• About this exercise: Word for word, set down every record that appears below.

• Exercise inputs:
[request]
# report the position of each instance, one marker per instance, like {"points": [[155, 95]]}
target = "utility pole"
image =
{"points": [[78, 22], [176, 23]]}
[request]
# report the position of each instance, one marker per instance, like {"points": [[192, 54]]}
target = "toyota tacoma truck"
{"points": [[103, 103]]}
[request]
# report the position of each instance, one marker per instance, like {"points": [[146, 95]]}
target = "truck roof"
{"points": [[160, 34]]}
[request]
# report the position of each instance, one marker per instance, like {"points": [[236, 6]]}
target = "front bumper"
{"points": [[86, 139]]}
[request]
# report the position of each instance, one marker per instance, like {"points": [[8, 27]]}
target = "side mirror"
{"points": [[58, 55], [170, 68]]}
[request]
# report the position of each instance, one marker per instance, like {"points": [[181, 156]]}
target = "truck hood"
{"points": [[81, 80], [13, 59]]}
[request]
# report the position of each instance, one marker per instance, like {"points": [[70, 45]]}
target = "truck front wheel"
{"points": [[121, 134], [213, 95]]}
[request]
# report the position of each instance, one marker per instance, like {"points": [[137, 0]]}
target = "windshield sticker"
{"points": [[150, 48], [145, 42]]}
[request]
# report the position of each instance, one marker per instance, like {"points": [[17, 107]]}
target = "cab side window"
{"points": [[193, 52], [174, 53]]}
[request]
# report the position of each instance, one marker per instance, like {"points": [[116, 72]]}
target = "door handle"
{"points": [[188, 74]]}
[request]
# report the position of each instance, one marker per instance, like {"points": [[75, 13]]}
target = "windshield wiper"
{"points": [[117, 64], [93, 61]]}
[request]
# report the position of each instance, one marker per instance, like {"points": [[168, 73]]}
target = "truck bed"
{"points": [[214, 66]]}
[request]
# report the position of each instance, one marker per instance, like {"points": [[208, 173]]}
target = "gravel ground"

• Response to this exercise:
[request]
# report the position of each instance, one marker per instance, like {"points": [[155, 95]]}
target = "utility pole"
image =
{"points": [[78, 22], [176, 23]]}
[request]
# report the position of each instance, one marker per instance, like {"points": [[192, 54]]}
target = "toyota tacoma truck"
{"points": [[103, 103]]}
[request]
# report the position of each instance, one marker per instance, like {"points": [[146, 95]]}
target = "truck roof"
{"points": [[160, 34]]}
[request]
# report the position of each instance, one marker per instance, like {"points": [[236, 6]]}
target = "front bumper"
{"points": [[86, 139]]}
[request]
# report the position of each instance, one marker per instance, like {"points": [[8, 27]]}
target = "side mirror"
{"points": [[58, 55], [170, 68]]}
[request]
# report the position of each instance, one marker per instance, like {"points": [[181, 156]]}
target = "truck hood"
{"points": [[81, 80], [13, 59]]}
[request]
# report the position of each instance, one marker per instance, like {"points": [[70, 45]]}
target = "truck front wheel"
{"points": [[121, 134], [213, 95]]}
[request]
# report the position of each instance, one marker per instance, like {"points": [[137, 0]]}
target = "windshield sticker"
{"points": [[150, 48], [145, 42]]}
[request]
# report the position of each instance, one marker per instance, like {"points": [[17, 107]]}
target = "cab side window"
{"points": [[193, 52], [174, 53]]}
[request]
# report the position of each instance, one marker per instance, like {"points": [[116, 72]]}
target = "door handle"
{"points": [[188, 74]]}
[request]
# report the position of each instance, one marker per instance, like {"points": [[75, 13]]}
target = "windshield wiper"
{"points": [[117, 64], [93, 61]]}
[request]
# report the position of each instance, one marker per instance, like {"points": [[168, 73]]}
target = "truck bed"
{"points": [[214, 66]]}
[request]
# report the position of each instance, one marker per instance, like {"points": [[208, 173]]}
target = "gravel ground"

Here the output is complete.